Even though Moses will not be privileged to lead the nation into the Promised Land, he does lead them to it. Deuteronomy serves as the ‘boot camp’ of Moses as he exhorts the nation to remember and renew the call of the Lord to covenantal faithfulness. He outlines what faithful living and faithful worship looks like, acknowledging that there will be opposition to both. You will recall that the unbelieving spies saw insurmountable danger in the number, size, and strength of the Promise Land’s inhabitants. These are not the concerns of Moses; he writes, “You shall not fear them, for it is the Lord your God who fights for you. (3:22)” The external concern Moses has is the idolatry and immorality of the Canaanites.

▶ _MATERIAL PROVIDED_:
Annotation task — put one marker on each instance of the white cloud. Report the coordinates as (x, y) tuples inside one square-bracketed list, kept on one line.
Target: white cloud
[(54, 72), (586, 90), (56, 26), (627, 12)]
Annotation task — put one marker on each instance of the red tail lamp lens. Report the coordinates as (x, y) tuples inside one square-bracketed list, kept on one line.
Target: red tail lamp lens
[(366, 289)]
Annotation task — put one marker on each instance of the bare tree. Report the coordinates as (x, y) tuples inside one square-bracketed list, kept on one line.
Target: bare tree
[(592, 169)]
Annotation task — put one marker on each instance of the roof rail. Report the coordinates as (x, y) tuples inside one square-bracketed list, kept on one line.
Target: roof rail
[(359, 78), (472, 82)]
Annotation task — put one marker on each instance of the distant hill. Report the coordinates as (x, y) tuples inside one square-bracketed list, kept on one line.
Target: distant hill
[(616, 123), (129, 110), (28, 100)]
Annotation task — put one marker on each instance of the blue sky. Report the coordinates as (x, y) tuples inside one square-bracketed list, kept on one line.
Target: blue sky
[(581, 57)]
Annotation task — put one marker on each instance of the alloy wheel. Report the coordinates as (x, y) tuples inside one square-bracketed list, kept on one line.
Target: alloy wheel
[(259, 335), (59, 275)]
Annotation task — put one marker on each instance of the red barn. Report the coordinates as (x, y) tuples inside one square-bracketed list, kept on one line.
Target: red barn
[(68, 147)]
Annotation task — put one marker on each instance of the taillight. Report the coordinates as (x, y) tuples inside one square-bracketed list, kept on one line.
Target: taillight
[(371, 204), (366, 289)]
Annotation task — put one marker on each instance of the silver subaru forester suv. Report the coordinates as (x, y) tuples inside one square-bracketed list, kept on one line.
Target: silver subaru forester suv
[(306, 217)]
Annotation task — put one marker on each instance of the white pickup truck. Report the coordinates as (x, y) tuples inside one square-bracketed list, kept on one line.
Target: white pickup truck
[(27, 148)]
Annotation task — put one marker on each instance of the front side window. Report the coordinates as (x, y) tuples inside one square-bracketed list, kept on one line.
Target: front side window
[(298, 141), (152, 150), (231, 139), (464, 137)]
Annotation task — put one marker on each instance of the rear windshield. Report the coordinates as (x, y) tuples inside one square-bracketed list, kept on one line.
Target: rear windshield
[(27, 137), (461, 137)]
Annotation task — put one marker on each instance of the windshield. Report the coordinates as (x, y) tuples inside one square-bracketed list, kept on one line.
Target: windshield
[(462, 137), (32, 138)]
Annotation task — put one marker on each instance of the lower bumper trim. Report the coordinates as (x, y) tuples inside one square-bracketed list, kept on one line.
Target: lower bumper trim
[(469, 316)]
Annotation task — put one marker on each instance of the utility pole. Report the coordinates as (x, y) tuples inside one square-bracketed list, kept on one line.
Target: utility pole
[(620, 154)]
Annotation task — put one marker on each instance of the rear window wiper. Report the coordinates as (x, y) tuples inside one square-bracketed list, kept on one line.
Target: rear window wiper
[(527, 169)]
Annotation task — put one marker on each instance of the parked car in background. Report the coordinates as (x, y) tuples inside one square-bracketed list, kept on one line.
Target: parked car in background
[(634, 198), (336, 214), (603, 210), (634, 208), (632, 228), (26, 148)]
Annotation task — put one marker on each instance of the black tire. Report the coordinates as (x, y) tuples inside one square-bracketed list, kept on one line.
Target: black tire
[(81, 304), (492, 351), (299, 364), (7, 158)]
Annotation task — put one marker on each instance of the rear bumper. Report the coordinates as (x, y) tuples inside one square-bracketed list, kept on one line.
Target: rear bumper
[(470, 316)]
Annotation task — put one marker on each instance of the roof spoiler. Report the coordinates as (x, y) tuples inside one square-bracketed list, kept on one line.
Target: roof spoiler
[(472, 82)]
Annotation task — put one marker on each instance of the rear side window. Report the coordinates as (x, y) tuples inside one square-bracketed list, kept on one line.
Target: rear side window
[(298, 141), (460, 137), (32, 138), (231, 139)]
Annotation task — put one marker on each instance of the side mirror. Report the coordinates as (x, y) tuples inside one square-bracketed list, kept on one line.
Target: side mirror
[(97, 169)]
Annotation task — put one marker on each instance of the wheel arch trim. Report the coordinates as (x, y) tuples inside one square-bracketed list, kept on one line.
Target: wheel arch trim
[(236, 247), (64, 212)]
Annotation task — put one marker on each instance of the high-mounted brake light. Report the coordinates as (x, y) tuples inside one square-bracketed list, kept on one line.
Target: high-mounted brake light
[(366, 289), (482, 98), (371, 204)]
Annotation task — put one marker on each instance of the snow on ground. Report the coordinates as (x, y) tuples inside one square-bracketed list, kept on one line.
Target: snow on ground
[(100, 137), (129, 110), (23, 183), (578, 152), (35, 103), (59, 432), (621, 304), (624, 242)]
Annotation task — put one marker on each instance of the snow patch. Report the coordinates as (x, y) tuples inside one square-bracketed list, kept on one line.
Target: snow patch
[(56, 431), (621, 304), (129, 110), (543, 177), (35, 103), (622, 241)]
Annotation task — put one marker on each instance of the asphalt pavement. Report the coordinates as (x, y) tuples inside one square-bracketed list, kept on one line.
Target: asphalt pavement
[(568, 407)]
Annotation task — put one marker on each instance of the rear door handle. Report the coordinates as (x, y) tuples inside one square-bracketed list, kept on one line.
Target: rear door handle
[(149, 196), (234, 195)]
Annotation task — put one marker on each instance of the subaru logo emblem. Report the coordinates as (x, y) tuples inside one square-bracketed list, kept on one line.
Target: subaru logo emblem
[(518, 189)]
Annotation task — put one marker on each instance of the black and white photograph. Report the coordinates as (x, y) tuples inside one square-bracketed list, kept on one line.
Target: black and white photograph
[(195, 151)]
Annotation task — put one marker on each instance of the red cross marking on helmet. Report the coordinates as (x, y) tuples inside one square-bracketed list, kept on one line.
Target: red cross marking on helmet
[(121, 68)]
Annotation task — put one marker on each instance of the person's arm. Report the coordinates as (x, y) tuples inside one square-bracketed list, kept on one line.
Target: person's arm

▶ _TASK INSTRUCTIONS_:
a – In the passage on Deuteronomy, what is the external concern Moses has?
b – Repeat the passage on Deuteronomy word for word, starting with "Even though Moses" and going on through "of the Canaanites.".

▶ _TASK-BY-TASK ANSWERS_:
a – The idolatry and immorality of the Canaanites.

b –
Even though Moses will not be privileged to lead the nation into the Promised Land, he does lead them to it. Deuteronomy serves as the ‘boot camp’ of Moses as he exhorts the nation to remember and renew the call of the Lord to covenantal faithfulness. He outlines what faithful living and faithful worship looks like, acknowledging that there will be opposition to both. You will recall that the unbelieving spies saw insurmountable danger in the number, size, and strength of the Promise Land’s inhabitants. These are not the concerns of Moses; he writes, “You shall not fear them, for it is the Lord your God who fights for you. (3:22)” The external concern Moses has is the idolatry and immorality of the Canaanites.